**Text block**
While away at school, “Doc” continued encouraging him academically, going so far as to send him notes that read “Hang in there.” Every once in a while, he would send him a $10 bill.
He became student body president and earned his bachelor’s degree, followed by a law degree from the University of Maryland.
When he was sworn into Congress in 1996, he remembered how his father cried because of the opportunities his son had that he hadn't.
In his speech, he would say, "Our world would be a much better world, a much better place, if we would only concentrate on the things we have in common."
The rest of the nation eventually would learn about Cummings, after his response to the death of Freddie Gray and his impassioned arguments against an immigration policy he believed was wrong.
At Gray's funeral, Cummings cried out, “Did you see him? Did you see him?”
“I’ve often said, our children are the living messages we send to a future we will never see,” he said, his voice rising. “But now our children are sending us to a future they will never see! There’s something wrong with that picture!"
Bemoaning the current political climate, Cummings said, "Those at the highest levels of government must stop invoking fear, using racist language and encouraging reprehensible behavior. As a country, we finally must say that enough is enough. That we are done with the hateful rhetoric.”
Because of his passion, Cummings would receive a "vitriolic stream of racist mail, e-mail, social-media commentary, and phone messages," according to a former staffer. But Cummings never spoke about the hate he received and instead focused on the work that was needed.

**Provided material**
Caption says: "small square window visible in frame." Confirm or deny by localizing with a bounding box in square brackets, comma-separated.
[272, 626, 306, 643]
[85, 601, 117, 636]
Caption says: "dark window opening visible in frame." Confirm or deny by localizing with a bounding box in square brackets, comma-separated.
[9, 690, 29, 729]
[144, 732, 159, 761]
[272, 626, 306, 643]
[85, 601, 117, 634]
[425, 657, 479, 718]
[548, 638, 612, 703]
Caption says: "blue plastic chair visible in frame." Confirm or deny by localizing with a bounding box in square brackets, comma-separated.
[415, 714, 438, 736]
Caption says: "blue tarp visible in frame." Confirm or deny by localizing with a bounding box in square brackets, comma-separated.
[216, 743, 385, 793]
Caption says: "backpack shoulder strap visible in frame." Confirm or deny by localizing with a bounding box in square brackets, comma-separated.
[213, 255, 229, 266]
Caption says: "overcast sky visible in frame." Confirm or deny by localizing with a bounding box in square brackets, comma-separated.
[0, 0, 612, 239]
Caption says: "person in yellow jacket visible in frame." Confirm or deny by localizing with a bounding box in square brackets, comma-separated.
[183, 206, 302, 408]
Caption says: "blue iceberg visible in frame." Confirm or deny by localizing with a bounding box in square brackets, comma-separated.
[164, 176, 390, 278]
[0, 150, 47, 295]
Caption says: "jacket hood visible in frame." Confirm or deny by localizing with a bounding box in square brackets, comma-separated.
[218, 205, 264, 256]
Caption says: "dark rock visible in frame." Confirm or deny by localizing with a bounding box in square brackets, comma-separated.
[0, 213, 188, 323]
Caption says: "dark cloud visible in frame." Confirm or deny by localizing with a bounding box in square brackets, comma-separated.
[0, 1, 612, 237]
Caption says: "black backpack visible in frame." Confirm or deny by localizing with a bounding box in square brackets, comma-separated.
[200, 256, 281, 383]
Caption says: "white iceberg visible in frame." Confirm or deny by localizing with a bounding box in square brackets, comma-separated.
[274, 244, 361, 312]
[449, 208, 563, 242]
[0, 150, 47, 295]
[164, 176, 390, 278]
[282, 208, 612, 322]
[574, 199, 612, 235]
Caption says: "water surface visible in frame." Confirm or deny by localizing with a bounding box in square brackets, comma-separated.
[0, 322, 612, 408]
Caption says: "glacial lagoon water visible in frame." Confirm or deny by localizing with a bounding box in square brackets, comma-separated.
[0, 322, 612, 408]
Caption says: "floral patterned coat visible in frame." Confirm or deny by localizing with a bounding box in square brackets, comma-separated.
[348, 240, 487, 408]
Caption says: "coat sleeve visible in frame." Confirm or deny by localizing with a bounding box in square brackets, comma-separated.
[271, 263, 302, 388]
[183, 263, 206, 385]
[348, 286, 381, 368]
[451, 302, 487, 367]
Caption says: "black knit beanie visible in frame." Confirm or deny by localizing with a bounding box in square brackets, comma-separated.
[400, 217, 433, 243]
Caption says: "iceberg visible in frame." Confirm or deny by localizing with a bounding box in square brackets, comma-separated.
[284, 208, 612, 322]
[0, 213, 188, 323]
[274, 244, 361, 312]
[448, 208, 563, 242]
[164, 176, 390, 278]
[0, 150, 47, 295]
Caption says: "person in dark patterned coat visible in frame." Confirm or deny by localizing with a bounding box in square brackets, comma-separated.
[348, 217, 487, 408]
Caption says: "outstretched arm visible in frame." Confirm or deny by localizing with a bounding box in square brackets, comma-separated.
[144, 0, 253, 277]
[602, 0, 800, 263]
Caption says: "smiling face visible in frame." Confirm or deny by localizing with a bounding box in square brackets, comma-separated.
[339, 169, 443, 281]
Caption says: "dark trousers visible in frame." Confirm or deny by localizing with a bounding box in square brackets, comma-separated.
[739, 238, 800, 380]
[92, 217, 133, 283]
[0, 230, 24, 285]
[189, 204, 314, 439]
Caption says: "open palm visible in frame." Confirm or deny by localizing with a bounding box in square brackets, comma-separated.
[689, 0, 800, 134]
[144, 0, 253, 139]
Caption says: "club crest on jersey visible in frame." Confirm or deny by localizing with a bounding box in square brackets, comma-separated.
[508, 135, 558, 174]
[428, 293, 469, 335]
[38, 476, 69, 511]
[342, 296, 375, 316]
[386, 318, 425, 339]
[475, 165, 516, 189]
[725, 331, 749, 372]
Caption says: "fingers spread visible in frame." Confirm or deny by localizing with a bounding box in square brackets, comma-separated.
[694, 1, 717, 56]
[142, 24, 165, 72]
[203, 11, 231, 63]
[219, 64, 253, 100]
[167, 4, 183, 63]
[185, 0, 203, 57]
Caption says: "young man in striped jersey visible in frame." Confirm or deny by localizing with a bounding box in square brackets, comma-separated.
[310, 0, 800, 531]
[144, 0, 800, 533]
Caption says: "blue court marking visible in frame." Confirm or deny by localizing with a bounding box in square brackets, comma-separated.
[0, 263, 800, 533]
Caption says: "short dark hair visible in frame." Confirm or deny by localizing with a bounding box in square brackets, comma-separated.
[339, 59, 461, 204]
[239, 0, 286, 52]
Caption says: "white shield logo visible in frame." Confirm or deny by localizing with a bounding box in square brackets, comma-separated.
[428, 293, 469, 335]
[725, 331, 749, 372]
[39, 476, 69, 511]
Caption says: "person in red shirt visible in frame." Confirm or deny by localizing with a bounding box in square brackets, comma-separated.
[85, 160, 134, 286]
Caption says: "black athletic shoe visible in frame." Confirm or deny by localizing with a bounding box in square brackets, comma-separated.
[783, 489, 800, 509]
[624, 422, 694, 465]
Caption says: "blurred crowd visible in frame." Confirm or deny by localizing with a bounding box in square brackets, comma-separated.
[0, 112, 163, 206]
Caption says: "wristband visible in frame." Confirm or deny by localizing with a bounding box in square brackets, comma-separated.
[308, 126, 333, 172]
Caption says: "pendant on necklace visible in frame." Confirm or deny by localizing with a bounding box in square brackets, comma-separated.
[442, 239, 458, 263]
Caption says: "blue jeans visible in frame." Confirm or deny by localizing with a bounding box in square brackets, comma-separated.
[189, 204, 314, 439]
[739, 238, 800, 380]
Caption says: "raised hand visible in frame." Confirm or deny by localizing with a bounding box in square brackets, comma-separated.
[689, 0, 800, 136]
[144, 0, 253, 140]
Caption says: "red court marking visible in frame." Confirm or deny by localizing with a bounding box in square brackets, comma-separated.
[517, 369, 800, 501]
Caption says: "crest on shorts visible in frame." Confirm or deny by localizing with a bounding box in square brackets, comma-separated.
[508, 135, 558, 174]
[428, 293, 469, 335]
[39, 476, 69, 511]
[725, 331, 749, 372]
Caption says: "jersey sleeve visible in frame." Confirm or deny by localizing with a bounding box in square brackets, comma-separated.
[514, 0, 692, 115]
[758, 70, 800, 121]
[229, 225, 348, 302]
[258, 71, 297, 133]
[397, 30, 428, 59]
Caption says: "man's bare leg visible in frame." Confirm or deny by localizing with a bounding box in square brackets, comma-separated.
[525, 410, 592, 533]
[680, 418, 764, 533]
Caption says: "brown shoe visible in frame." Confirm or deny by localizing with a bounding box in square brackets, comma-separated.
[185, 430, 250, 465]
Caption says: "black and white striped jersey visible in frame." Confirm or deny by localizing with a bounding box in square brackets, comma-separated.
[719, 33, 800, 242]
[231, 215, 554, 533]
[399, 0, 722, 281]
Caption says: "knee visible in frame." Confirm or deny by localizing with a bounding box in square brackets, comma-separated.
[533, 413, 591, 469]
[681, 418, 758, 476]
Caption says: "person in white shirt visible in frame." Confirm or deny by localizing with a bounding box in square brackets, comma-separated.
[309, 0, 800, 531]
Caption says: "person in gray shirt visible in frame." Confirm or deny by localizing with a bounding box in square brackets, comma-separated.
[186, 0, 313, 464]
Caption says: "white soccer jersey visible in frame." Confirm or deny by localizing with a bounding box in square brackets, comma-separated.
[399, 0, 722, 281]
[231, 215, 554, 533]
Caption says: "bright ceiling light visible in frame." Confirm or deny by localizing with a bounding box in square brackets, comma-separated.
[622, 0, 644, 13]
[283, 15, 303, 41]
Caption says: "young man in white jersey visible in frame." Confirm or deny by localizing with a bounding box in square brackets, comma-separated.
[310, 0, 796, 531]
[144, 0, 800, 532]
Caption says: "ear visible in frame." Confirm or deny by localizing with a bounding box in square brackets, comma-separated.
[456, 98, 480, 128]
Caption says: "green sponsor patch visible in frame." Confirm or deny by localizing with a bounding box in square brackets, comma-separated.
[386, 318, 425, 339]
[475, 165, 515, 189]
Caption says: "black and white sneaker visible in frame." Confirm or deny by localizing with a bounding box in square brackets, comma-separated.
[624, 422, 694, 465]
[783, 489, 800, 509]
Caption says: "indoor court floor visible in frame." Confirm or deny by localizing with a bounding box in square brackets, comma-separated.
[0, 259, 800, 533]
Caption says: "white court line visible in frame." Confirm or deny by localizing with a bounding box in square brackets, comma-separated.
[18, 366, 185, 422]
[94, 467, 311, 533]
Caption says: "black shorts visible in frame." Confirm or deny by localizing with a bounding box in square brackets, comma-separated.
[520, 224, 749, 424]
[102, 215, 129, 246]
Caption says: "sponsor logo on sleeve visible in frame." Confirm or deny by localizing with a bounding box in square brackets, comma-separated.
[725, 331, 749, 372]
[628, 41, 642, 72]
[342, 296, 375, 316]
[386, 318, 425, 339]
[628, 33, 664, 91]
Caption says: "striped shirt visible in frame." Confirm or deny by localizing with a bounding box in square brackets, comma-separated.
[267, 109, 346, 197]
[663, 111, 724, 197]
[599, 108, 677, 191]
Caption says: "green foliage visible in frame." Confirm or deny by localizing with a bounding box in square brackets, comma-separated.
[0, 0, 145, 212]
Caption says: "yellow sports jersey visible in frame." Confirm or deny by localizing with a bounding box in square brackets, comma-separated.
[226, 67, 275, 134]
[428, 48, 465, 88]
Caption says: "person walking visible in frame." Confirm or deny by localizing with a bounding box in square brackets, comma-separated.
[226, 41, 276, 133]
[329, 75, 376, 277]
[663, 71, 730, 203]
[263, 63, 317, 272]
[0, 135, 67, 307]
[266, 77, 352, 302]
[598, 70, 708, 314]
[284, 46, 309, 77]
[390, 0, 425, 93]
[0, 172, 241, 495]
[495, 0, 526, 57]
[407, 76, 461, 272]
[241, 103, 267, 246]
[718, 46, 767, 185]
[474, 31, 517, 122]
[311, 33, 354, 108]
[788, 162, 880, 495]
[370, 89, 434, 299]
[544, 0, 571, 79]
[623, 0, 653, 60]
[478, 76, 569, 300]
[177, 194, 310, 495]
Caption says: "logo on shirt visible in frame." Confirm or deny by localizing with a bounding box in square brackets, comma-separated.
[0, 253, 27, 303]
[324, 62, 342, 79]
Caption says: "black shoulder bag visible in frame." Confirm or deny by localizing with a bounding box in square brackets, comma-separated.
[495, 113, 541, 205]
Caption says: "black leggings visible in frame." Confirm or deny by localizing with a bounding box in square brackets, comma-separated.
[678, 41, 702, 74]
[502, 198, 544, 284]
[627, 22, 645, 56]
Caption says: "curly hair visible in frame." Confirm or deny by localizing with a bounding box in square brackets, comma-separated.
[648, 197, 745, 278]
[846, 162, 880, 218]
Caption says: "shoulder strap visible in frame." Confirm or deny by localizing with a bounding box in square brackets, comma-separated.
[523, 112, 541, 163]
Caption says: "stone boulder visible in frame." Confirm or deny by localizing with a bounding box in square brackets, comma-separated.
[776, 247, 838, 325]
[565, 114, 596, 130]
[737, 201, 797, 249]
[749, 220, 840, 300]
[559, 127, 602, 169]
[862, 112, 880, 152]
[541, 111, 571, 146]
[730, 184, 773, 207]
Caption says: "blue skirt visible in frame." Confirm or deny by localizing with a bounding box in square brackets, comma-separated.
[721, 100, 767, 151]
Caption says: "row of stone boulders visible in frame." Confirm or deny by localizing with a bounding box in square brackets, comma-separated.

**Exercise set**
**1)** In the passage about Cummings, write out the text from "Bemoaning the current" up to and including "that was needed.", changing "racist" to "bigoted".
**2)** Give every statement that the passage about Cummings quotes him as saying.
**3)** Pick up the passage about Cummings after its final sentence and keep writing.

**Outputs**
**1)**
Bemoaning the current political climate, Cummings said, "Those at the highest levels of government must stop invoking fear, using bigoted language and encouraging reprehensible behavior. As a country, we finally must say that enough is enough. That we are done with the hateful rhetoric.”
Because of his passion, Cummings would receive a "vitriolic stream of bigoted mail, e-mail, social-media commentary, and phone messages," according to a former staffer. But Cummings never spoke about the hate he received and instead focused on the work that was needed.

**2)**
1. "Our world would be a much better world, a much better place, if we would only concentrate on the things we have in common."
2. "Did you see him? Did you see him?"
3. "I've often said, our children are the living messages we send to a future we will never see. But now our children are sending us to a future they will never see! There's something wrong with that picture!"
4. "Those at the highest levels of government must stop invoking fear, using racist language and encouraging reprehensible behavior. As a country, we finally must say that enough is enough. That we are done with the hateful rhetoric."

**3)**
“Congressman Cummings was an honorable man who proudly served his district and the nation with dignity, integrity, compassion and humility, said his wife, Maryland Democratic Party Chair Maya Rockeymoore Cummings in a statement. "He worked until his last breath because he believed our democracy was the highest and best expression of our collective humanity and that our nation’s diversity was our promise, not our problem. It’s been an honor to walk by his side on this incredible journey. I loved him deeply and will miss him dearly.”
Cummings would say in an interview with John Heilemann, when asked whether he had an answer to the divisive, political climate in the country, "The answers are painful . . . To see this as I walk through the evening of my life . . . it makes me want to work night and day for the rest of my life to make sure that we make the best of the situation . . . this is about the soul of our democracy."
At his swearing in in 1996, Cummings said his time in Congress would be centered on "a mission and a vision to empower people."
He then recited a poem by Benjamin Elijah Mays, Baptist minister and civil rights leader who was credited with laying the intellectual foundations of the Civil Rights Movement.
"I only have a minute,
60 seconds in it.
Forced upon me, I did not choose it.
But I know that I must use it.
Give account if I abuse it.
Suffer if I lose it.
Only a tiny little minute,
but eternity is in it."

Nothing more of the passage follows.